The problem — Each line in the data must be reproduced as written, except for any picture.

Region pointing data:
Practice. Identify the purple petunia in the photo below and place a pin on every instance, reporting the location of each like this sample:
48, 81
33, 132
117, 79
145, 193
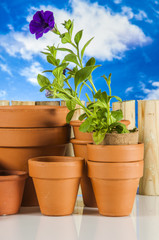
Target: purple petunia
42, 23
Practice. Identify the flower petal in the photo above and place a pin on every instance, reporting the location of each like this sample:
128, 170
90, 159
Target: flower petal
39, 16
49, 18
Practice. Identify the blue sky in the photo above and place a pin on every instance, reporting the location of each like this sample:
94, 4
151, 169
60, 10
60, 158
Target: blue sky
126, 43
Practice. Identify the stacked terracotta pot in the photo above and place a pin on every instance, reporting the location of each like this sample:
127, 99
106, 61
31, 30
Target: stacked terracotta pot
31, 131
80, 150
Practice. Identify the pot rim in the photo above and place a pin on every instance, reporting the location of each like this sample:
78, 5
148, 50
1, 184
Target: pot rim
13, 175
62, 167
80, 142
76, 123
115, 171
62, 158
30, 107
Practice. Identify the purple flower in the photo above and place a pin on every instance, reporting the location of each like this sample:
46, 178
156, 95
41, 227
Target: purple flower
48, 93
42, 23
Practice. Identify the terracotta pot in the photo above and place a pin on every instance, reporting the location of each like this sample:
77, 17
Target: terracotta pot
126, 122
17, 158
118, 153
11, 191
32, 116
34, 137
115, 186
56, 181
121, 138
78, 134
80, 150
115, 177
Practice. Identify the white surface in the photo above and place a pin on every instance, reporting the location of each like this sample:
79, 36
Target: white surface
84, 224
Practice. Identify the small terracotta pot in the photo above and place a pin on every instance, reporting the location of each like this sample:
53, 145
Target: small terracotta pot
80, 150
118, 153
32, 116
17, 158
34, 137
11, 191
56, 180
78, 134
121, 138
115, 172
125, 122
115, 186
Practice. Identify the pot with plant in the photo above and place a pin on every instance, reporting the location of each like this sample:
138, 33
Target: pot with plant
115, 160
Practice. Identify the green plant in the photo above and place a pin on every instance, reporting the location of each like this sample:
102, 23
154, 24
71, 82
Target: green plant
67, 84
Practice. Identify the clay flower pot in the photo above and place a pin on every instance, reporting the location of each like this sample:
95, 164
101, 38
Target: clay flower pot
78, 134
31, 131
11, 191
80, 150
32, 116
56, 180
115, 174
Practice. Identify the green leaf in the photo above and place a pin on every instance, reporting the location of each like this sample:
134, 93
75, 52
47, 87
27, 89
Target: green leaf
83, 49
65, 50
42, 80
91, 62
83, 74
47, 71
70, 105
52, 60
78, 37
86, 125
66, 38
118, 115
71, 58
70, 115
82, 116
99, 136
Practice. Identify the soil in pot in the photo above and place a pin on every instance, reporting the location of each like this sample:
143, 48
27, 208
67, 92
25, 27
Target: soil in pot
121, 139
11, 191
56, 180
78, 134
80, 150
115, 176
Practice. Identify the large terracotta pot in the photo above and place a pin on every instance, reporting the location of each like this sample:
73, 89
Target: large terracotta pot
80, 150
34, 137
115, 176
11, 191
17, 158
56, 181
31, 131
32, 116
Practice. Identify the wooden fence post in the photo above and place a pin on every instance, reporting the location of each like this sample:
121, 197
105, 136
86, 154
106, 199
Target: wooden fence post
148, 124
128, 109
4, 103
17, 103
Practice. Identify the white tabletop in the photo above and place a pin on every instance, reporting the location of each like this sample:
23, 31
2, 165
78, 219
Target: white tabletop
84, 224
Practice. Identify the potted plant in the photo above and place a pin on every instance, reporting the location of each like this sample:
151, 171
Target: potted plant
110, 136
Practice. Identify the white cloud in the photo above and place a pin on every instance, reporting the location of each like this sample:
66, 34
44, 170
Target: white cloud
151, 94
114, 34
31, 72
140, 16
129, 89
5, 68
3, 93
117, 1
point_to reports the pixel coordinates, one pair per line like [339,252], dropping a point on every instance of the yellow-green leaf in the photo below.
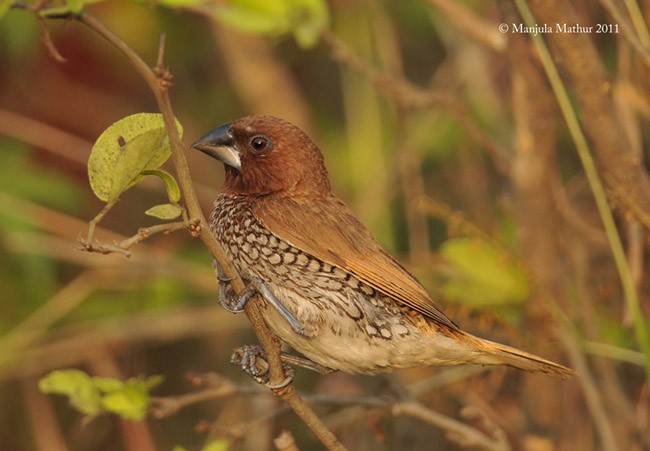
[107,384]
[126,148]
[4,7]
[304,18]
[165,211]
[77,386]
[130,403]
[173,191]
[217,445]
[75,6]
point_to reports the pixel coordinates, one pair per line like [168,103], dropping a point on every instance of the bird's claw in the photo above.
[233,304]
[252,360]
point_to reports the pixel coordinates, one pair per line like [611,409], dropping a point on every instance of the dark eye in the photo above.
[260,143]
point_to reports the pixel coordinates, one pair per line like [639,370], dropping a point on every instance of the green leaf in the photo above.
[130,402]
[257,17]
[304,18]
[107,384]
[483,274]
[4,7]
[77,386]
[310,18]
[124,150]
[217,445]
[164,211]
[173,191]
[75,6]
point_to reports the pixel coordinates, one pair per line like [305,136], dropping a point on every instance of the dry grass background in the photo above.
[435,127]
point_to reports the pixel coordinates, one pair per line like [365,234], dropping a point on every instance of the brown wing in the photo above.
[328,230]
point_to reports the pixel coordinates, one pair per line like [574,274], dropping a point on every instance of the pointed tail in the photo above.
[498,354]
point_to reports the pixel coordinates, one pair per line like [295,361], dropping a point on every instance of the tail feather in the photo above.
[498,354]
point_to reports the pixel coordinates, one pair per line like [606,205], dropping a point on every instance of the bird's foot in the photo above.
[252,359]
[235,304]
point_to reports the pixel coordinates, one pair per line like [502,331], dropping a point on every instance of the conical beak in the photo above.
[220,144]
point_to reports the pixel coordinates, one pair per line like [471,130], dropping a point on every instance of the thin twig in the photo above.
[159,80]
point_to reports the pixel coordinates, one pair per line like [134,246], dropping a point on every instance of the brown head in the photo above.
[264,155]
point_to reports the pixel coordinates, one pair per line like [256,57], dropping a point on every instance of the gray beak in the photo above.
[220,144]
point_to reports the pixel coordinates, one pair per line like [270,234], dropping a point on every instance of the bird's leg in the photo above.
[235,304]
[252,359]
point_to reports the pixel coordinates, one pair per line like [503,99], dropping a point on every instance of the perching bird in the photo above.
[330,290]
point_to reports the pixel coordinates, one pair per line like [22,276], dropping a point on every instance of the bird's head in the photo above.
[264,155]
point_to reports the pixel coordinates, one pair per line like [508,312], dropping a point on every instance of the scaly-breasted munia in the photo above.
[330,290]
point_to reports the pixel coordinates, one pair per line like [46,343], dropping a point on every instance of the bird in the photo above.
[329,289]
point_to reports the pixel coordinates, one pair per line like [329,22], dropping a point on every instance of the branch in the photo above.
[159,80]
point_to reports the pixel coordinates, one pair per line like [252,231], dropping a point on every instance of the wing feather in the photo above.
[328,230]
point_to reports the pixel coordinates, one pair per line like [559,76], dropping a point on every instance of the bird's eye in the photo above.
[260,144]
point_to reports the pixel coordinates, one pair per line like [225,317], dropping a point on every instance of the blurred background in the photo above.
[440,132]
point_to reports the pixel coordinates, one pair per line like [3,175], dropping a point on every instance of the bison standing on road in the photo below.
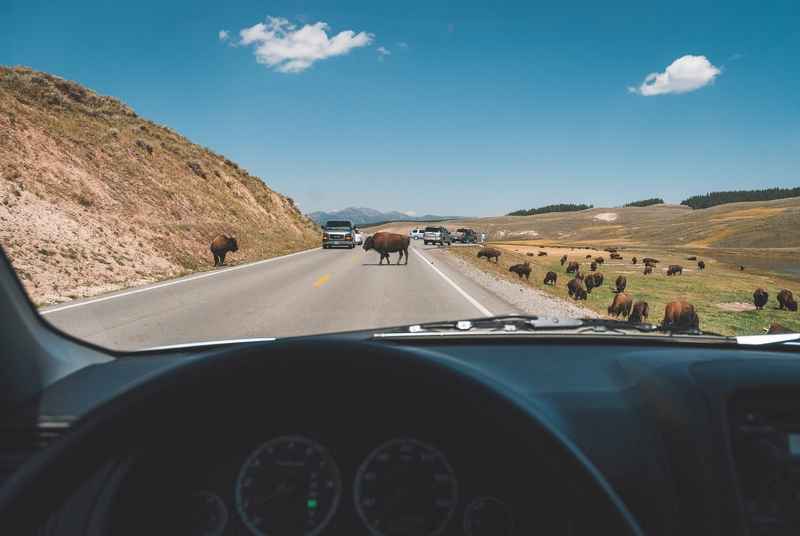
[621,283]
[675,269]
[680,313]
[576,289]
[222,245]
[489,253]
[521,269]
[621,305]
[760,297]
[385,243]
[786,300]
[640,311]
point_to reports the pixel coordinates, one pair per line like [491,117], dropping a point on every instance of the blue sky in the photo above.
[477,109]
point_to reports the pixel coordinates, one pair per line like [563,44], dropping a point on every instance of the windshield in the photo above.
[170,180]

Written solution —
Practice. Identify the purple petunia in the photo below and place a pin on every instance, reporting the location of each like this sample:
48, 81
33, 132
117, 79
145, 193
Target: purple petunia
42, 23
Practice. Identify the flower petal in the photo above and place a pin on every instance, reporting the location of each like this sample:
128, 170
90, 159
Target: flower petal
39, 16
49, 18
Practice. Identify the blue sky in the photo above and place a pin on every instance, reporting the location of each like this sample:
94, 4
151, 169
60, 10
60, 158
Target: blue sky
126, 43
Practice. Identify the stacked terracotta pot in the photo above and place a pin on every instance, reporting the location of each like this sample:
127, 99
106, 61
31, 30
Target: stacked terracotta pot
31, 131
80, 150
Practice. Identify the pot rim in the photo above and place a pin on every instance, reporting the location of each like this sample:
78, 5
148, 50
1, 184
Target: pot rim
13, 175
62, 167
80, 142
76, 123
115, 171
62, 158
30, 107
Practice. Identify the purple flower in the photo above and place a pin on every instance, reporting the location of each like this sample:
46, 178
156, 95
41, 227
Target: purple flower
48, 93
42, 23
Practice. Identify the terracotta pot in the photo above and place a pin on every instance, reporting the location of each like this sample:
77, 17
Target: terracotta pot
126, 122
17, 158
118, 153
11, 191
32, 116
34, 137
115, 186
56, 181
121, 138
78, 134
80, 150
115, 177
Practice. Identify the white surface in the photo above and place a pin on every instance, reporting the location of each like this sample:
79, 36
Target: white surface
84, 224
Practice. Identify the small terracotta pot in the photo above and place a pin on every instance, reporting the location of each like this sample:
53, 145
Target: small terracotta pot
80, 150
118, 153
32, 116
17, 158
34, 137
11, 191
56, 180
78, 134
121, 138
115, 172
125, 122
115, 186
Practice. Identify the pot with plant in the photo above and place a pin on every instance, reporting the location of each like this sample:
138, 33
Target: pot with plant
115, 160
Practice. Identify the green plant in the photo above and place a pin on every instance, reporting the location of each like this sample:
102, 23
154, 24
71, 82
Target: green plant
67, 84
Practice. Identify the clay flower pot in the photo above and place a pin on every instance, reporting the location of each like this sample:
95, 164
101, 38
Target: clay flower pot
78, 134
31, 131
11, 191
80, 150
32, 116
56, 180
115, 174
Practice. Identify the green leaf in the photo above and place a pin on every instance, reporting the location of each like this sample:
134, 93
75, 52
47, 87
27, 89
Target: green leaf
83, 49
65, 50
42, 80
91, 62
83, 74
47, 71
70, 105
52, 60
78, 37
86, 125
66, 38
118, 115
71, 58
70, 115
82, 116
99, 136
Practice. Identify the soil in pot in the photo above and place a pin on every instance, reporting the location of each like this sample:
143, 48
27, 208
67, 92
25, 27
Target: soil in pot
121, 139
11, 191
56, 180
78, 134
80, 150
115, 176
Practice. Identify the large terracotta pot in the photo above and place a pin on every instance, reporting the location of each like this sample:
73, 89
Target: large terracotta pot
80, 150
34, 137
115, 176
11, 191
17, 158
56, 181
31, 131
32, 116
Practice. Identify the wooden fence post in the photo above and place a pin on every instance, reporting the location of each like this sample:
121, 197
105, 136
86, 154
106, 199
Target: wooden fence post
148, 124
128, 109
4, 103
17, 103
Practice. Identify the white tabletop in the photo above and place a pin on every instance, reporting the location of each like this sample:
23, 31
2, 165
78, 219
Target: white tabletop
84, 224
Practice. Identify the potted plant in the photo above and place a pin on every instance, reporting the location of each like this sample:
151, 171
Target: potted plant
110, 136
Practice. Identify the white cloud in the photo above and place a pin on every instance, reporting the location of each like this sample:
66, 34
44, 170
Target: white cloud
151, 94
114, 34
31, 72
140, 16
129, 89
5, 68
3, 93
117, 1
point_to reports the pixel coordinates, one pair per line like [339,252], dropping a point on every instance of the yellow-green leaf in the photo below.
[107,384]
[126,148]
[4,7]
[304,18]
[165,211]
[77,386]
[130,403]
[173,191]
[217,445]
[75,6]
point_to reports the pixel coordinates, one pair per line like [168,103], dropping a point on every instance of the bird's claw in the photo above.
[233,304]
[252,360]
point_to reports the pixel coordinates, one pair per line like [611,409], dropping a point on every instance of the dark eye in the photo above.
[260,143]
point_to reports the pixel coordinates, one pair per line like [639,370], dropping a point on every instance of the green leaf in the photo above.
[130,402]
[257,17]
[304,18]
[107,384]
[483,274]
[4,7]
[77,386]
[310,18]
[124,150]
[217,445]
[164,211]
[173,191]
[75,6]
point_to reports the pixel coordinates, one pair per line like [305,136], dropping a point on every instance of the dry grass background in the photo above.
[435,127]
point_to reports the pixel coordinates, one pair per line like [365,234], dropping a point on every instance of the brown wing in the photo above.
[328,230]
point_to reports the pixel coordinates, one pair per line like [574,274], dropping a point on every instance of the pointed tail in the photo above.
[498,354]
point_to reports the pixel coordinates, one pair per line like [295,361], dropping a point on every instance of the tail feather in the photo above.
[498,354]
point_to reports the pixel coordinates, one pair per line like [606,205], dropping a point on every instance of the bird's foot in the photo above.
[252,359]
[235,304]
point_to reports the pixel coordinates, one pair per line like [502,331], dropping a point on every instance of the conical beak in the photo above.
[220,144]
point_to reports the pixel coordinates, one pair per line like [471,130], dropping a point on every instance of the thin twig in the photo above.
[159,80]
point_to reports the pixel coordinates, one pair per line like [134,246], dropping a point on every instance of the brown head in the photo above.
[264,155]
point_to reports the pixel coordinates, one pair per line like [256,57], dropping a point on every instance of the gray beak in the photo above.
[220,144]
point_to reports the pixel coordinates, one pair per line like [270,234], dropping a point on every instance of the bird's leg in the photo above.
[235,304]
[252,359]
point_to reports the pixel coordinates, one pair per line like [503,99], dropping a point on every instance of the perching bird in the photo above.
[330,290]
point_to reports the pixel coordinates, one pair per line like [22,276], dropping a point on every instance of the bird's head in the photo above.
[264,155]
point_to reports the pixel coordinates, one pair per line like [508,312], dropping a point on every instance of the scaly-breasted munia in the photo above.
[330,290]
point_to reports the pixel coordinates, one pair per line like [46,343], dropping a point on every instance of the bird in the photo above.
[329,289]
point_to reports the pixel coordinates, one pair per line like [329,22], dropping a point on every instance of the branch in the photo above.
[159,80]
point_to reports the pixel coordinates, one pair per line like [252,231], dropping a point on every instance of the wing feather in the photo above.
[328,230]
point_to reports the pixel coordinates, one pair per line like [559,76], dropping a point on every instance of the bird's eye in the photo above.
[260,144]
point_to reports the pixel coordinates, one pair per line like [225,317], dropping a point on every instance of the blurred background in the photo above.
[440,132]
point_to reports the pixel coordinates, one pair per line like [3,175], dropping a point on every instance of the bison standing on road in the photo below.
[621,283]
[675,269]
[680,313]
[576,289]
[222,245]
[489,253]
[521,269]
[621,305]
[760,297]
[385,243]
[786,300]
[640,311]
point_to reports the pixel coordinates, one pair per line like [491,117], dropping a point on every instance of the blue sky in the photo above.
[477,109]
point_to reports the pixel coordinates, one pair per line like [563,44], dropping a point on every instance of the windshield in the photo above.
[170,180]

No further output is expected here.